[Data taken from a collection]
* * *
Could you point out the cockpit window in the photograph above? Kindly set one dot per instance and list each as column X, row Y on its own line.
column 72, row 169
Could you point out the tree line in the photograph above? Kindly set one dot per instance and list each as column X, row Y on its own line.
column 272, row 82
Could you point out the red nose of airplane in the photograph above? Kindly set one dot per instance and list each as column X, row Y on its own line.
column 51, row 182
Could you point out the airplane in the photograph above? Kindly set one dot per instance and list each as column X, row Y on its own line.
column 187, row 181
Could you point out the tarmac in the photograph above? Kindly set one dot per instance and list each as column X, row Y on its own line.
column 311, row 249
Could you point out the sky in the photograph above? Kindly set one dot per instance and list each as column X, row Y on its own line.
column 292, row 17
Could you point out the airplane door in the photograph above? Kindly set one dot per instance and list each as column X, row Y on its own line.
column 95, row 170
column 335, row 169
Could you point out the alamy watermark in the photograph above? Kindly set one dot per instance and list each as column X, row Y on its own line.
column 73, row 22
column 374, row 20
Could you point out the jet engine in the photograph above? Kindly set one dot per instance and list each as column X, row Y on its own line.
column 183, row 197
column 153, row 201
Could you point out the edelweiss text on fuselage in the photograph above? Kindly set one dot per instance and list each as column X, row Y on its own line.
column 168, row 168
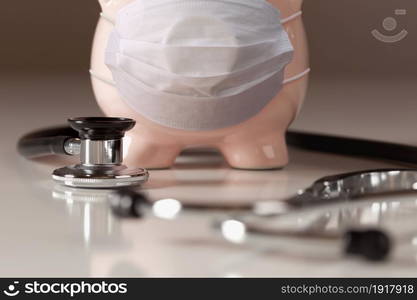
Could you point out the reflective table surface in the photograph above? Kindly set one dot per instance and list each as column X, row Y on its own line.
column 48, row 230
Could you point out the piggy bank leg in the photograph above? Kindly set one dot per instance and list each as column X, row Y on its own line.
column 147, row 153
column 261, row 153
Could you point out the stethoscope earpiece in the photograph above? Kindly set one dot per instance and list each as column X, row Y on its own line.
column 101, row 152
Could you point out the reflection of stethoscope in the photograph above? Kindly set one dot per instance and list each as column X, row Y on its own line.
column 99, row 144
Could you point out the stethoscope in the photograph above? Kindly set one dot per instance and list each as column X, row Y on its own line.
column 98, row 142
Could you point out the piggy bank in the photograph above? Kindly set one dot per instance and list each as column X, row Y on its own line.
column 256, row 143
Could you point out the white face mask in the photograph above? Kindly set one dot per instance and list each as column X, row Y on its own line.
column 198, row 65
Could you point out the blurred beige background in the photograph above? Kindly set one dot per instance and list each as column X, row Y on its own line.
column 359, row 86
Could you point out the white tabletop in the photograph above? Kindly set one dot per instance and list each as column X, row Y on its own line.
column 48, row 231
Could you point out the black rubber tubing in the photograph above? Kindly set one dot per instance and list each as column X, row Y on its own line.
column 45, row 142
column 51, row 141
column 353, row 147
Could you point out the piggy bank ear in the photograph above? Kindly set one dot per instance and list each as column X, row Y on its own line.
column 111, row 7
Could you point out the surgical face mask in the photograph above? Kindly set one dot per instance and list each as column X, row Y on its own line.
column 198, row 65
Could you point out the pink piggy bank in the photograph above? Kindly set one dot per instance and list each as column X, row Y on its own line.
column 256, row 143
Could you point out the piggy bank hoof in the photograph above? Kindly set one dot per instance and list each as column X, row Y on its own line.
column 261, row 154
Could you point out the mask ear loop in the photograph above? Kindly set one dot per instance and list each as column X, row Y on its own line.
column 292, row 17
column 106, row 17
column 93, row 74
column 305, row 72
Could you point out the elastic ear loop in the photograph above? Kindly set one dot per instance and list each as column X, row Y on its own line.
column 93, row 74
column 306, row 71
column 283, row 21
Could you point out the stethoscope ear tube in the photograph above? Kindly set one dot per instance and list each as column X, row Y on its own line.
column 45, row 142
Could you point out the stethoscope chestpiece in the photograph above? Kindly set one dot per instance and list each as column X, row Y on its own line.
column 100, row 147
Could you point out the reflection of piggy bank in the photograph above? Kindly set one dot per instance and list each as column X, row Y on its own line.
column 256, row 143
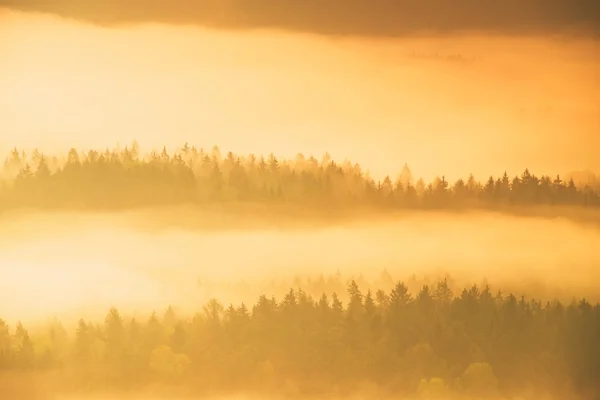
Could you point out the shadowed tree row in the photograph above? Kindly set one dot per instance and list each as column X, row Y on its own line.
column 432, row 344
column 124, row 179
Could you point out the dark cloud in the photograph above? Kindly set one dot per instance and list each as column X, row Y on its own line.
column 340, row 17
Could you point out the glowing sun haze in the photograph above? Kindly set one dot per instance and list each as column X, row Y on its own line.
column 503, row 104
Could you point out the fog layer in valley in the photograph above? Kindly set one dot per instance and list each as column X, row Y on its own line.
column 69, row 264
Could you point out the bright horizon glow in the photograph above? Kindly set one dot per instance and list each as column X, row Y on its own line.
column 512, row 104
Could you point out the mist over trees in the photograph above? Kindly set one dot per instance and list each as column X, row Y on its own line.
column 125, row 179
column 431, row 344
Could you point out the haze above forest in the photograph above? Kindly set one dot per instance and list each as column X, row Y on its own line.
column 445, row 104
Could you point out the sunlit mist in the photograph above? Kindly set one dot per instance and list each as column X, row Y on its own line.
column 450, row 105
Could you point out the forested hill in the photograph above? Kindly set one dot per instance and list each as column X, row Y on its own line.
column 125, row 179
column 432, row 344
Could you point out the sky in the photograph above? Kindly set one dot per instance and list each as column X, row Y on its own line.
column 486, row 98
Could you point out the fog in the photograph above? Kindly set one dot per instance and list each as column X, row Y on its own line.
column 69, row 265
column 446, row 104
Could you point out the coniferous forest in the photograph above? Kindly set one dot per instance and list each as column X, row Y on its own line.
column 118, row 179
column 432, row 344
column 436, row 342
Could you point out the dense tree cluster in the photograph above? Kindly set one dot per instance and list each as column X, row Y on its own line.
column 124, row 179
column 431, row 344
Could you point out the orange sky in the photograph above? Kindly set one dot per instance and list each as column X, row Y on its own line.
column 506, row 104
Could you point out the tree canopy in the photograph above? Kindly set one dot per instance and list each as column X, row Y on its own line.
column 431, row 344
column 124, row 179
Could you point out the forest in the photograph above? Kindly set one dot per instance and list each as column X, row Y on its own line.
column 435, row 343
column 123, row 178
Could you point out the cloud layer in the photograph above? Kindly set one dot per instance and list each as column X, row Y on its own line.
column 341, row 17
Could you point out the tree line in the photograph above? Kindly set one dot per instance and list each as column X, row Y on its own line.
column 122, row 178
column 431, row 344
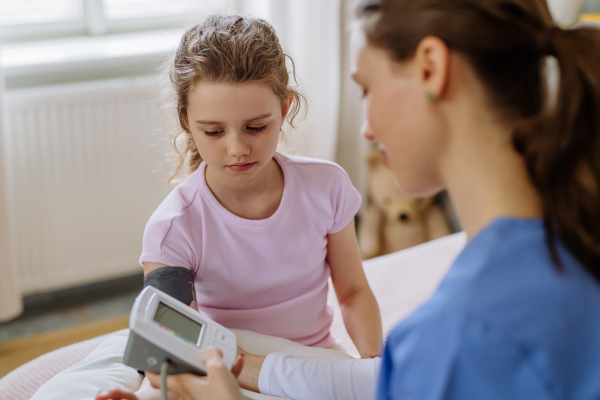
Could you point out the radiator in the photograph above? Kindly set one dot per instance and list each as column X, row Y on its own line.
column 85, row 175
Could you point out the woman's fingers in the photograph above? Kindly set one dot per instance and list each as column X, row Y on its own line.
column 237, row 366
column 219, row 383
column 115, row 394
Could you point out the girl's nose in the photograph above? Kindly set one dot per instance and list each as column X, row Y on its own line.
column 366, row 131
column 237, row 147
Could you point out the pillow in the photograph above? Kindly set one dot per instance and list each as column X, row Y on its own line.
column 103, row 368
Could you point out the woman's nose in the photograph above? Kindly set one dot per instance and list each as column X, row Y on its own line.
column 366, row 131
column 237, row 146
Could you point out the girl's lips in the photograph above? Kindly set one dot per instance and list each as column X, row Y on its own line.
column 241, row 167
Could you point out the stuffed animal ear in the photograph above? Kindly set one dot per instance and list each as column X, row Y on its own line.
column 373, row 158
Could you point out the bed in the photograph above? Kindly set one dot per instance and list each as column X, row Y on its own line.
* * *
**Exercise task:**
Could you repeat all of the records above word for word, omitting the pictures?

**Written response:**
Could you point out the cockpit window in the photograph above? Kindly set one dot per instance and list each as column X, row Y on its own line.
column 72, row 169
Could you point out the tree line in the photograph above? Kindly set one dot per instance and list each as column X, row Y on its own line.
column 272, row 82
Could you point out the red nose of airplane in the photograph above? Kindly set one dot per instance and list each as column X, row Y on its own line.
column 51, row 182
Could you point out the airplane in the photograph above? Kindly set one dot per instance and list each as column X, row Y on its own line.
column 187, row 181
Could you point out the tarmac in the photograph above? Kindly set one dot per instance and list each as column X, row Y on its own line.
column 311, row 249
Could you point out the sky in the photograph above? Kindly set one dot per instance and list each as column X, row Y on its own line.
column 292, row 17
Could you point out the airplane door in the photograph above? Kindly set one dot per instance and list each as column X, row Y on its own line.
column 95, row 170
column 335, row 169
Could you point out the alamy watermark in the photograph above? Kindly set one dot per instance and list each as column X, row Y on its own line.
column 73, row 22
column 374, row 20
Could you point out the jet engine in the photograph above? Kindly set one dot per instance and list each as column X, row Y on its own line.
column 183, row 197
column 153, row 201
Could you point out the edelweiss text on fuselage in the photograph above? Kindly set one dot per instance and list each as column X, row Y on its own line.
column 168, row 168
Could you point out the reflective table surface in the photograph above? Kindly set one dot per instance and list each as column X, row Y on its own line.
column 48, row 230
Could you point out the piggy bank leg in the photograph above? Kindly set one dot per instance and list each as column X, row Y on its own line.
column 147, row 153
column 261, row 153
Could you point out the stethoscope earpiece in the photograph above? Kindly set one dot per instance and list each as column X, row Y on its own line.
column 101, row 152
Could you point out the reflection of stethoscope in the photograph above? Kindly set one dot per instance and list each as column X, row Y on its own line.
column 99, row 144
Could you point out the stethoscope in the photograph above? Kindly set one dot per instance and list each as column X, row Y on its own line.
column 98, row 142
Could you point out the piggy bank in the photograph above? Kindly set one dot per instance and list each as column X, row Y on its own line.
column 256, row 143
Could you point out the white face mask in the photograph above? Kindly set one dot per instance and list each as column X, row Y on its own line.
column 198, row 65
Could you point out the blurred beige background in the photograph above? Kindly set one dot per instance and list each as column X, row Y on its own line.
column 359, row 86
Could you point out the white tabletop in the photograph above? Kindly set one dot per instance and list each as column X, row Y on its own line.
column 48, row 231
Could you point out the black rubber tubing in the photograph above? Kindly set one dot per instance and list each as column X, row Y on its own line.
column 45, row 142
column 51, row 141
column 353, row 147
Could you point out the piggy bank ear in the photograph above? Kindly set one dot per instance and list each as column X, row Y on its own line.
column 111, row 7
Could you point out the surgical face mask in the photograph above? Kindly set one dot per instance and list each as column X, row Y on its own line.
column 198, row 65
Could you point out the pink piggy bank in the photograph above? Kindly set one dot per instance and list each as column X, row Y on its own line.
column 256, row 143
Could you point out the piggy bank hoof in the photograph above? Kindly set one dot per instance and list each as column X, row Y on its own line.
column 261, row 154
Could you point out the mask ear loop in the photograph above? Kindly set one dot per instance and list each as column X, row Y on its own line.
column 292, row 17
column 106, row 17
column 93, row 74
column 305, row 72
Could you point out the elastic ear loop in the photograph above? Kindly set one dot per instance and list each as column X, row Y on its own line.
column 93, row 74
column 306, row 71
column 283, row 21
Could you point out the stethoscope ear tube in the photograph above? Kindly set one dot per instance and list each as column X, row Y on its own line.
column 45, row 142
Could you point out the stethoscope chestpiece in the photograph above? Kindly set one dot per instance and list each as column X, row Y on its own line.
column 100, row 147
Could you point out the reflection of piggy bank in the photograph above? Kindly set one dot per instance and list each as column X, row Y on its own line.
column 256, row 143
Could you point out the shadowed tree row in the photograph above? Kindly set one dot per instance and list each as column X, row Y on its own line.
column 432, row 344
column 124, row 179
Could you point out the dark cloud in the photograph above? Kindly set one dot per instance and list each as column X, row Y on its own line.
column 340, row 17
Could you point out the glowing sun haze in the photograph above? Kindly set one dot per instance and list each as column X, row Y on its own line.
column 503, row 104
Could you point out the fog layer in valley in the photograph above? Kindly set one dot per instance and list each as column X, row Y on its own line.
column 69, row 264
Could you point out the bright horizon glow in the photograph above? Kindly set one dot per instance and list each as column X, row Y on its own line.
column 512, row 104
Could you point out the mist over trees in the photograph above? Kindly set one dot per instance and list each as column X, row Y on its own line.
column 125, row 179
column 431, row 344
Could you point out the haze above forest in the photograph above? Kindly set one dot per instance and list each as column X, row Y on its own line.
column 445, row 104
Could you point out the sunlit mist in the photograph above? Kindly set one dot per instance and list each as column X, row Y on its own line.
column 450, row 105
Could you point out the forested hill in the photograph above? Kindly set one dot per instance and list each as column X, row Y on its own line.
column 125, row 179
column 432, row 344
Could you point out the sky in the photograph above? Kindly set one dot per instance and list each as column X, row Y on its own line.
column 486, row 98
Could you point out the fog in the photograph above? Kindly set one dot per instance and list each as column X, row Y on its own line.
column 69, row 265
column 446, row 104
Could you point out the coniferous forest in the photograph above? Kindly set one dot per instance and list each as column X, row Y on its own line.
column 118, row 179
column 432, row 344
column 436, row 342
Could you point out the dense tree cluster in the photograph above? Kindly set one dot per instance and list each as column X, row Y on its own line.
column 124, row 179
column 431, row 344
Could you point out the orange sky in the photograph above? Kindly set one dot per instance and list each as column X, row Y on its own line.
column 506, row 104
Could you point out the tree canopy in the photograph above? Kindly set one dot per instance and list each as column X, row Y on its own line.
column 431, row 344
column 124, row 179
Could you point out the forest in the photograph above? Kindly set one dot per instance and list each as column X, row Y on its own line.
column 435, row 343
column 123, row 178
Could you point out the cloud layer in the photograph above? Kindly set one dot per instance and list each as column X, row Y on its own line.
column 341, row 17
Could you point out the tree line in the photograph above? Kindly set one dot per instance and list each as column X, row Y on its own line.
column 122, row 178
column 431, row 344
Could you point out the radiator in the photograph above? Kindly set one dot per instance and list each as column X, row Y on its own line.
column 85, row 175
Could you point out the woman's fingers in the photograph above? Kindly set one dot per instance and list each as column X, row Y on its own line.
column 237, row 366
column 219, row 383
column 115, row 394
Could you point out the girl's nose in the photograph above? Kindly set one dot per instance and list each as column X, row Y on its own line.
column 366, row 131
column 237, row 147
Could you point out the pillow in the photograph above? Kindly set one dot per instance and list each as column X, row Y on its own line.
column 103, row 368
Could you point out the woman's nose in the photograph above? Kindly set one dot per instance and list each as column X, row Y on its own line.
column 366, row 131
column 237, row 146
Could you point out the girl's lips in the photograph above? Kindly set one dot per instance and list each as column X, row Y on its own line.
column 241, row 167
Could you point out the stuffed animal ear in the photograph above? Kindly set one dot per instance and list each as column X, row Y on its own line.
column 373, row 158
Could you point out the bed in the photograph above? Kindly set one dot per instance and list each as column X, row Y on its own line.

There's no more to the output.